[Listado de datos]
********

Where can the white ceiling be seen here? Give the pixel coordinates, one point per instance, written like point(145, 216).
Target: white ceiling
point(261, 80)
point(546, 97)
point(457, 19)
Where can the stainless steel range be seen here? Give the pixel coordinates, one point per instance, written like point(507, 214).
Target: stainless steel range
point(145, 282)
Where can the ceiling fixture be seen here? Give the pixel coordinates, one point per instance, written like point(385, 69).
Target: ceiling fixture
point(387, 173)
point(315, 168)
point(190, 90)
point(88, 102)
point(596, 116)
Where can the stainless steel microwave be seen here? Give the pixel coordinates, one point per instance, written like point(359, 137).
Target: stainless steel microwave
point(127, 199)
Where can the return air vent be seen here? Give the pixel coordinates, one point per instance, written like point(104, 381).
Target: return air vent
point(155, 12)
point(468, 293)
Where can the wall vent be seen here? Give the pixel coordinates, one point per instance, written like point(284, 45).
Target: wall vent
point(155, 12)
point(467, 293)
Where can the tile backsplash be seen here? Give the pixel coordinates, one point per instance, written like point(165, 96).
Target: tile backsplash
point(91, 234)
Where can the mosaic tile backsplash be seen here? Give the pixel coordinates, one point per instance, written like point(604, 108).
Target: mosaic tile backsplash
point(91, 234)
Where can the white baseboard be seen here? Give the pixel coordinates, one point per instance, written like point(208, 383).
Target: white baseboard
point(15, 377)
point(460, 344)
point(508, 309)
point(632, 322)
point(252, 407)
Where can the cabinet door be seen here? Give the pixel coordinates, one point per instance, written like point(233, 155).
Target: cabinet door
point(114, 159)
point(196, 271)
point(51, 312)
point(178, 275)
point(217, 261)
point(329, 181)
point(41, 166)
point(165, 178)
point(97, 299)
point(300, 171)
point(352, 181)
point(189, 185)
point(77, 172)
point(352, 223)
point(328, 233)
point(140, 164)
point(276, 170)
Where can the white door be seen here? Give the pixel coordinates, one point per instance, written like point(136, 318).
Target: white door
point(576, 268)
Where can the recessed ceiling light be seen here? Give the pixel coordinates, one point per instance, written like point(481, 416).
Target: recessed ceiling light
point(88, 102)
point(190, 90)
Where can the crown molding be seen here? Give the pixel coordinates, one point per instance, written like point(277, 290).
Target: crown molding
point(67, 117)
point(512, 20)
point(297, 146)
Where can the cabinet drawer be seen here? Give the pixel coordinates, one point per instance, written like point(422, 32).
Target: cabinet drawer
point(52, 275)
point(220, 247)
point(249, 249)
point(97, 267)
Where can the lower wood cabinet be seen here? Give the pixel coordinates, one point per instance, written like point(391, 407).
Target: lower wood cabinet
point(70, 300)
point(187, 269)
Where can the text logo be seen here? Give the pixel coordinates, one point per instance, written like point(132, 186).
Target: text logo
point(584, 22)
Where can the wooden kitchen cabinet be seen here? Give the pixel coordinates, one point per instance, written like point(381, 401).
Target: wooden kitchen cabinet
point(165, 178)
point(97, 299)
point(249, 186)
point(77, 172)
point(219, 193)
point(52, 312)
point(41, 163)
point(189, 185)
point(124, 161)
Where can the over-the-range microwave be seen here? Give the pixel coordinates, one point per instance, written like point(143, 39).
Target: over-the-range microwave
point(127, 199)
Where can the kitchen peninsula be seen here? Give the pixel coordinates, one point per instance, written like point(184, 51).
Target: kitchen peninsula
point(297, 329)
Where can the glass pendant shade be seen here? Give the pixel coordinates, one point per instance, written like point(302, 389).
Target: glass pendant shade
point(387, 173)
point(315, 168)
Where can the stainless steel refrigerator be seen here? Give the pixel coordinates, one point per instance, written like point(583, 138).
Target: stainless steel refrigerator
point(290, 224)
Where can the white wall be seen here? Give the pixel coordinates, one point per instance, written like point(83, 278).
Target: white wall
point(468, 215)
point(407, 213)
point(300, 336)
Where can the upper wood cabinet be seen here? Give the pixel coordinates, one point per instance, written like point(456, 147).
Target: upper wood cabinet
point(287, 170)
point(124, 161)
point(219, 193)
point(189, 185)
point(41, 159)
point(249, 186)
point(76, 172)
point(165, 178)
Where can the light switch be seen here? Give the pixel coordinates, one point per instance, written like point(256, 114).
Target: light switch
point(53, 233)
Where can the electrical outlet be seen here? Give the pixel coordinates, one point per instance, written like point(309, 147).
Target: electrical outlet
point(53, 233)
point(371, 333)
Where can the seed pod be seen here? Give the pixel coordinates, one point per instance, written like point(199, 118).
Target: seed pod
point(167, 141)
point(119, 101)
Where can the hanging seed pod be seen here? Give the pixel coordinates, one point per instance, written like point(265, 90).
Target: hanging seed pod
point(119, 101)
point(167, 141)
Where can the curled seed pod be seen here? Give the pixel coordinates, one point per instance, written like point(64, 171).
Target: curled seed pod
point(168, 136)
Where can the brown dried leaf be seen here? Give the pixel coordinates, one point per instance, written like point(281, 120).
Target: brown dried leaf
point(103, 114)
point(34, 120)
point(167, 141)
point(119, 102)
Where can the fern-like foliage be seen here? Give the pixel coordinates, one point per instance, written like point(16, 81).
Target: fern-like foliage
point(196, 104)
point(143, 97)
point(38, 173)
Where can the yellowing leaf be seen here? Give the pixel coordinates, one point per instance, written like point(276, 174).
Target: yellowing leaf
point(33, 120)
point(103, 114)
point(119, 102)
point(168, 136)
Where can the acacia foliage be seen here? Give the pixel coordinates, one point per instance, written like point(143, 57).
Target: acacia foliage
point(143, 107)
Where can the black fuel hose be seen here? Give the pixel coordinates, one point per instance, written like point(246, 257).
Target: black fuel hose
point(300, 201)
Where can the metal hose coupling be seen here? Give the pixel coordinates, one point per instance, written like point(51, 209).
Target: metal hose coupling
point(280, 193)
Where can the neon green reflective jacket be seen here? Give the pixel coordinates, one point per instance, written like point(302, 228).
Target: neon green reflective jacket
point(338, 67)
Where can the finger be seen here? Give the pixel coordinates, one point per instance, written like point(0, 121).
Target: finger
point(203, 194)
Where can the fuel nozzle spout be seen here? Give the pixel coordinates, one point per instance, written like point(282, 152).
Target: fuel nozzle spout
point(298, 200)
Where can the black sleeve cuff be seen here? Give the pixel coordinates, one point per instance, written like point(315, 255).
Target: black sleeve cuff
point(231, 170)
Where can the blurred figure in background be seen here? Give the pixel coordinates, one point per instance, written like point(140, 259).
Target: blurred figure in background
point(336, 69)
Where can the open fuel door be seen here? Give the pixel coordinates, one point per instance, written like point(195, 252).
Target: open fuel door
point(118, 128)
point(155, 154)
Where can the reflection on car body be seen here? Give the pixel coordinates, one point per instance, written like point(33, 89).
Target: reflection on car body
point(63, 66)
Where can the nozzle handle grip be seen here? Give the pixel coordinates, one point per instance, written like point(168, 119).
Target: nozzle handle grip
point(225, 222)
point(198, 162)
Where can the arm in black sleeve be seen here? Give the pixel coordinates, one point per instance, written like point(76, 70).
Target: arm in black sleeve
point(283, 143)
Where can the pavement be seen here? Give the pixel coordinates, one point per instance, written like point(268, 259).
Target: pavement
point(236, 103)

********

** Ejercicio **
Por favor, expresa todas las filas anteriores como una lista JSON de cadenas, una por cada línea, omitiendo las líneas en blanco.

** Resultado **
[
  "Where can the white ceiling be seen here? Give the pixel coordinates, one point per instance, written like point(145, 216).",
  "Target: white ceiling",
  "point(261, 80)",
  "point(546, 97)",
  "point(457, 19)",
  "Where can the stainless steel range be seen here? Give the pixel coordinates, one point per instance, written like point(507, 214).",
  "Target: stainless steel range",
  "point(145, 282)",
  "Where can the ceiling fixture be seen here? Give the pixel coordinates, one point per instance, written like point(385, 69).",
  "Target: ceiling fixture",
  "point(387, 173)",
  "point(315, 168)",
  "point(190, 90)",
  "point(88, 102)",
  "point(596, 116)",
  "Where can the stainless steel microwave be seen here? Give the pixel coordinates, one point per instance, written like point(359, 137).",
  "Target: stainless steel microwave",
  "point(127, 199)",
  "Where can the return air vent be seen here? Give the pixel coordinates, one point per instance, written like point(104, 381).",
  "Target: return air vent",
  "point(155, 12)",
  "point(468, 293)",
  "Where can the wall vent be seen here? Give the pixel coordinates, one point per instance, written like point(284, 45).",
  "Target: wall vent",
  "point(155, 12)",
  "point(467, 293)",
  "Where can the tile backsplash be seen here? Give the pixel coordinates, one point per instance, written like point(165, 96).",
  "Target: tile backsplash",
  "point(91, 234)",
  "Where can the mosaic tile backsplash be seen here? Give the pixel coordinates, one point per instance, written like point(604, 108).",
  "Target: mosaic tile backsplash",
  "point(91, 234)",
  "Where can the white baseboard be seen here? Give the pixel coordinates, one point per instance, written like point(208, 383).",
  "Target: white baseboard",
  "point(15, 377)",
  "point(460, 344)",
  "point(508, 309)",
  "point(632, 322)",
  "point(252, 407)",
  "Where can the cabinet door be seen here? Give the pixel coordinates, one point per instance, written like point(233, 155).",
  "Target: cabinet door",
  "point(114, 159)",
  "point(196, 271)",
  "point(51, 312)",
  "point(178, 275)",
  "point(217, 261)",
  "point(329, 181)",
  "point(41, 166)",
  "point(165, 178)",
  "point(97, 299)",
  "point(300, 171)",
  "point(352, 181)",
  "point(189, 185)",
  "point(77, 172)",
  "point(352, 223)",
  "point(328, 233)",
  "point(140, 164)",
  "point(276, 170)",
  "Where can the white door be seen here? Give the pixel coordinates, one point per instance, written like point(136, 318).",
  "Target: white door",
  "point(576, 268)",
  "Where can the recessed ceiling light be seen here? Give the pixel coordinates, one point per instance, written like point(481, 416).",
  "Target: recessed ceiling light",
  "point(88, 102)",
  "point(190, 90)",
  "Where can the crown molding be seen here? Give the pixel coordinates, one point per instance, written like point(277, 290).",
  "Target: crown molding",
  "point(67, 117)",
  "point(512, 20)",
  "point(297, 146)",
  "Where can the cabinet drawer be seen here? Give the pixel coordinates, one point per instance, written like point(422, 32).",
  "Target: cabinet drawer",
  "point(52, 275)",
  "point(220, 247)",
  "point(249, 249)",
  "point(97, 267)",
  "Where can the lower wood cabinet be seen here? Give the pixel coordinates, one point per instance, written like point(391, 407).",
  "Target: lower wood cabinet",
  "point(70, 300)",
  "point(187, 269)",
  "Where can the text logo be seen here? Give the pixel coordinates, one point per instance, written like point(132, 186).",
  "Target: text logo",
  "point(584, 22)",
  "Where can the wooden kitchen cabinet be seen here? Give the pixel coordinates, one point per instance, written like point(381, 401).",
  "Target: wooden kitchen cabinet",
  "point(165, 178)",
  "point(97, 299)",
  "point(249, 186)",
  "point(77, 172)",
  "point(219, 193)",
  "point(52, 312)",
  "point(41, 163)",
  "point(189, 185)",
  "point(124, 161)",
  "Where can the over-the-range microwave be seen here? Give the pixel coordinates, one point per instance, written like point(143, 39).",
  "Target: over-the-range microwave",
  "point(127, 199)",
  "Where can the kitchen peninsula be seen here? Give the pixel coordinates, one point per instance, written like point(184, 51).",
  "Target: kitchen peninsula",
  "point(297, 329)",
  "Where can the glass pendant shade be seen here? Give the pixel coordinates, one point per instance, written like point(302, 389).",
  "Target: glass pendant shade",
  "point(387, 173)",
  "point(315, 168)",
  "Where can the stainless steel refrigerator be seen here? Give the pixel coordinates, one point per instance, written like point(583, 138).",
  "Target: stainless steel refrigerator",
  "point(290, 224)",
  "Where can the white wall be seen here? Give the pixel coordinates, one point per instance, written like point(83, 278).",
  "Target: white wall",
  "point(468, 215)",
  "point(407, 213)",
  "point(300, 336)",
  "Where can the upper wood cabinet be seen here? Give the pixel coordinates, one point per instance, written like point(456, 147).",
  "Target: upper wood cabinet",
  "point(287, 170)",
  "point(124, 161)",
  "point(219, 193)",
  "point(189, 185)",
  "point(41, 159)",
  "point(249, 186)",
  "point(76, 172)",
  "point(165, 178)",
  "Where can the light switch be seen here? Give the pixel coordinates, one point per instance, written like point(256, 114).",
  "Target: light switch",
  "point(53, 233)",
  "Where can the electrical outlet be seen here? Give the pixel coordinates, one point per instance, written like point(309, 147).",
  "Target: electrical outlet",
  "point(53, 233)",
  "point(371, 333)",
  "Where can the seed pod be seen here? Give the pixel coordinates, one point per instance, written like point(199, 118).",
  "Target: seed pod",
  "point(167, 141)",
  "point(119, 101)",
  "Where can the hanging seed pod be seen here? Give the pixel coordinates, one point per instance, written like point(265, 90).",
  "Target: hanging seed pod",
  "point(119, 101)",
  "point(167, 141)",
  "Where can the curled seed pod be seen here? Give the pixel coordinates, one point per instance, written like point(64, 171).",
  "Target: curled seed pod",
  "point(168, 136)",
  "Where can the brown dried leaf be seen here? Give the pixel coordinates, one point per instance, written like point(281, 120).",
  "Target: brown dried leaf",
  "point(103, 114)",
  "point(34, 120)",
  "point(167, 141)",
  "point(119, 102)",
  "Where can the fern-like foliage be seen here? Give the pixel coordinates, one point per instance, written like point(16, 81).",
  "Target: fern-like foliage",
  "point(196, 104)",
  "point(143, 97)",
  "point(38, 173)",
  "Where can the yellowing leaf be seen here? Give the pixel coordinates, one point per instance, written like point(276, 174).",
  "Target: yellowing leaf",
  "point(33, 120)",
  "point(103, 114)",
  "point(119, 102)",
  "point(168, 136)",
  "Where can the acacia foliage be seen here? Give the pixel coordinates, one point per instance, written like point(143, 57).",
  "Target: acacia foliage",
  "point(143, 107)",
  "Where can the black fuel hose be seen here? Give the pixel coordinates, one point per instance, written like point(246, 257).",
  "Target: black fuel hose",
  "point(300, 201)",
  "Where can the metal hose coupling be seen here? Give the pixel coordinates, one point per instance, written like point(51, 209).",
  "Target: metal hose coupling",
  "point(280, 193)",
  "Where can the neon green reflective jacket be seen here? Give the pixel coordinates, one point per instance, written like point(302, 228).",
  "Target: neon green reflective jacket",
  "point(338, 67)",
  "Where can the finger be seen here? Give the pixel coordinates, one point per instance, written like point(0, 121).",
  "Target: finger",
  "point(203, 194)",
  "Where can the fuel nozzle spout be seen here? Give the pixel coordinates, one point per instance, written like point(282, 152).",
  "Target: fuel nozzle spout",
  "point(298, 200)",
  "Where can the black sleeve cuff be seen here? Give the pixel coordinates, one point per instance, written like point(315, 255).",
  "Target: black sleeve cuff",
  "point(231, 170)",
  "Where can the blurred figure in background be seen here? Give the pixel coordinates, one point per instance, written like point(140, 259).",
  "Target: blurred figure in background",
  "point(336, 69)",
  "Where can the open fuel door be seen here? Give the pixel coordinates, one point per instance, written like point(195, 252).",
  "Target: open fuel door",
  "point(118, 128)",
  "point(155, 154)",
  "Where can the reflection on car body be seen here? Give the pixel coordinates, one point per instance, written like point(33, 89).",
  "Target: reflection on car body",
  "point(63, 66)",
  "Where can the nozzle handle grip be seen here? Give the pixel coordinates, one point per instance, written like point(168, 119).",
  "Target: nozzle handle grip",
  "point(225, 222)",
  "point(198, 162)",
  "Where can the arm in black sleeve be seen here? Give the pixel coordinates, one point per instance, written like point(76, 70).",
  "Target: arm in black sleeve",
  "point(283, 143)",
  "Where can the pavement be seen here? Give the pixel coordinates, one point per instance, written like point(268, 259).",
  "Target: pavement",
  "point(236, 103)"
]